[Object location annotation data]
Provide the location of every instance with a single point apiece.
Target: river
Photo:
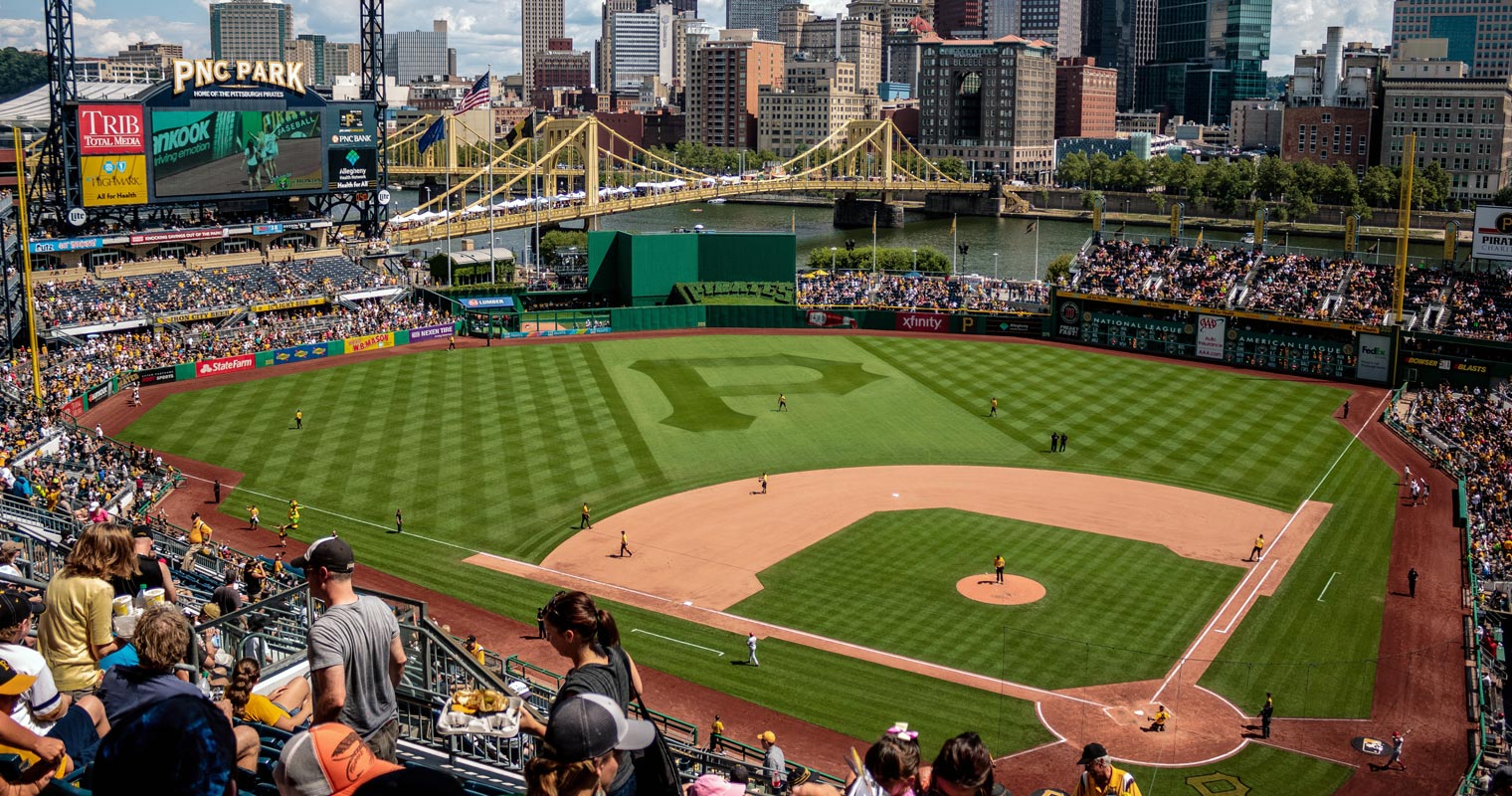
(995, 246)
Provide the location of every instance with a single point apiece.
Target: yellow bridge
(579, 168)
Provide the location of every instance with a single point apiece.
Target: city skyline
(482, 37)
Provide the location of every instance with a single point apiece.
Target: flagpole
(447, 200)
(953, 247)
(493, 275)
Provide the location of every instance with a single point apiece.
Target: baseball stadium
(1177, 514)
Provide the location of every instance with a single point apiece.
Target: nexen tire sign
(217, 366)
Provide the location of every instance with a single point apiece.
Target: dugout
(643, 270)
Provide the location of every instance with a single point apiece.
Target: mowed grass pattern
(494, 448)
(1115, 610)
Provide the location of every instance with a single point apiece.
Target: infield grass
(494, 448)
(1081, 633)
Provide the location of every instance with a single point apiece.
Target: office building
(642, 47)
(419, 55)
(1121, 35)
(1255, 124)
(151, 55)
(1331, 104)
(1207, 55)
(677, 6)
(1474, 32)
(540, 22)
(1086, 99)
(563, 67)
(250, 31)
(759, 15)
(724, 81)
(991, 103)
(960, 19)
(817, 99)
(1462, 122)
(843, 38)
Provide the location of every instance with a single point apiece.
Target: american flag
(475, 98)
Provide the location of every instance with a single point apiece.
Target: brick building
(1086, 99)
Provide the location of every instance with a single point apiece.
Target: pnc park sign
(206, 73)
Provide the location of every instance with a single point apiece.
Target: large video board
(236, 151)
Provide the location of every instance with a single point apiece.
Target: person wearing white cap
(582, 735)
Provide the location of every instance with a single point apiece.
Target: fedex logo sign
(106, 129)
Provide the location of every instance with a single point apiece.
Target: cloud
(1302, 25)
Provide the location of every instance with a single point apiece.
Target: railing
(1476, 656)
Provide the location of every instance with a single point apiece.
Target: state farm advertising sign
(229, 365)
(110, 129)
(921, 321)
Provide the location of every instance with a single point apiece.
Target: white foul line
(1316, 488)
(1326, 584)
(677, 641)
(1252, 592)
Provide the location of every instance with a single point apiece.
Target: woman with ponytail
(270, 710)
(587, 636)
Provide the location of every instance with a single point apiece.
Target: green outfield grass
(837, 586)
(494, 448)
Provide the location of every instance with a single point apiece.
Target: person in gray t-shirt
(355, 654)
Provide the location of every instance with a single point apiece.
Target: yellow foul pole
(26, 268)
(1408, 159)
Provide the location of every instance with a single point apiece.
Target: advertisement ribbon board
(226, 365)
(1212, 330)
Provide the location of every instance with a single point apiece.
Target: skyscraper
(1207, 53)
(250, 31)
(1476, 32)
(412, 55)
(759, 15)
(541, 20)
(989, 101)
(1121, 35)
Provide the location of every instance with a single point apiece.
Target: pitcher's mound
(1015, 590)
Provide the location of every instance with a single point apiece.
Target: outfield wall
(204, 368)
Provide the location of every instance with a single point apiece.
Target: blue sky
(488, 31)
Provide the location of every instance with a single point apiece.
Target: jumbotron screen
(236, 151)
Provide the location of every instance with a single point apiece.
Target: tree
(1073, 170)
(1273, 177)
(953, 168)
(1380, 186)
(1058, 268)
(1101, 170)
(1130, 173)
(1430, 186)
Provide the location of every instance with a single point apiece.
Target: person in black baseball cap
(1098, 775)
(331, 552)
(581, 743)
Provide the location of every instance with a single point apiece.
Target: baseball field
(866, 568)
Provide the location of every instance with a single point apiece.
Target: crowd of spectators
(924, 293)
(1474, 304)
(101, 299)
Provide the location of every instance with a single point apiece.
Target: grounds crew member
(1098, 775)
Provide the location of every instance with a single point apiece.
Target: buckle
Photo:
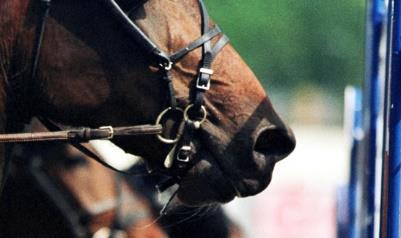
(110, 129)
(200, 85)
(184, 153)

WHAT TO WORK ON →
Reproduce all of the material exactly, apart from the pictures.

ANSWER FOR THIS EXERCISE →
Provide the location of every instance with a single point apiece.
Target: river
Photo:
(995, 246)
Provide the location of every instance with a single point apiece.
Target: yellow bridge
(579, 168)
Provide the location of every instance with a single point apiece.
Target: city skyline
(482, 37)
Provide the location of every instance with a single point apiece.
Target: flagpole
(447, 200)
(953, 247)
(493, 275)
Provide the location of every instance with a single point apiece.
Target: baseball stadium
(1177, 514)
Provide the location of every instance with a single point apiece.
Target: nexen tire sign
(217, 366)
Provide the location of every instance with a single point apiece.
Target: dugout
(643, 270)
Provide the location of every instance with a single point apiece.
Target: mowed grass pattern
(494, 448)
(1115, 610)
Provide the location of every instance with a single point apiece.
Target: infield grass
(494, 448)
(1081, 633)
Provide the location of every instance with a single point apiece.
Target: office building
(642, 47)
(419, 55)
(1121, 35)
(1255, 124)
(151, 55)
(1331, 104)
(1207, 55)
(677, 6)
(1474, 32)
(540, 22)
(1086, 99)
(563, 67)
(250, 31)
(759, 15)
(724, 81)
(991, 103)
(960, 19)
(817, 99)
(1462, 122)
(843, 38)
Provide the location of every instance with a single point apiece.
Target: american flag
(475, 98)
Provide the location of every instance with a single point apiece.
Target: brick building
(1086, 99)
Provide the location of every instance with a single point apiece.
Target: pnc park sign
(206, 73)
Provide the location of every instance with a single point apiece.
Target: large video board
(236, 151)
Provide the location of every instance with a single point apiece.
Target: person wearing white cap
(582, 735)
Provide the location of every instance with a single point apiece.
Target: fedex logo sign
(106, 129)
Provide the location of every instance with a single point apiece.
Target: cloud
(1302, 25)
Provide the location of every instance with a single point apiece.
Target: railing
(1476, 656)
Provide the location of every instance with a single point apiece.
Target: state farm advertising sign
(229, 365)
(110, 129)
(921, 321)
Provide the location of every instance with a single point apiece.
Target: white foul line
(1316, 488)
(1326, 584)
(677, 641)
(1252, 592)
Provide the location of every instance with a single point apiece.
Target: woman with ponytail
(270, 710)
(587, 636)
Provide the location of every instance with a single point apiece.
Target: green outfield grass
(837, 586)
(494, 448)
Provide the location of every instance with a single point apiece.
Target: person in gray t-shirt
(355, 654)
Provide the location of every instance with a single point apiece.
Target: yellow foul pole
(26, 268)
(1408, 159)
Provide the location of every instance with a single point apiece.
Target: advertisement ribbon board
(226, 365)
(1212, 330)
Provide the location of every instance with a single point apiece.
Target: skyscraper
(1207, 53)
(250, 31)
(1476, 32)
(412, 55)
(759, 15)
(541, 20)
(989, 101)
(1121, 35)
Provide the location of every instance with a single point apiece.
Target: pitcher's mound
(1015, 590)
Provide the location of every instance with a single point apiece.
Target: outfield wall
(204, 368)
Provide the location of every instance with a single point apiece.
Target: blue sky
(488, 31)
Provide the location of every instance with a single point apiece.
Target: jumbotron screen
(236, 151)
Provide the location of every instance with a single point apiece.
Target: tree
(1073, 170)
(1273, 177)
(953, 168)
(1380, 186)
(1058, 268)
(1101, 170)
(1130, 173)
(1430, 186)
Provide the location of every instance with a single point apiece.
Target: person in black baseball cap
(1098, 775)
(331, 552)
(581, 743)
Provide the location of every instance with a single point apiece.
Target: baseball field
(866, 568)
Provide the location of every instance with a single point apiece.
Target: crowd of spectators
(924, 293)
(1474, 304)
(101, 299)
Provide the location of every instance with a single point apiece.
Target: grounds crew member
(1098, 775)
Provide the location of every instance with a single point apiece.
Target: buckle
Photo:
(110, 129)
(200, 85)
(184, 153)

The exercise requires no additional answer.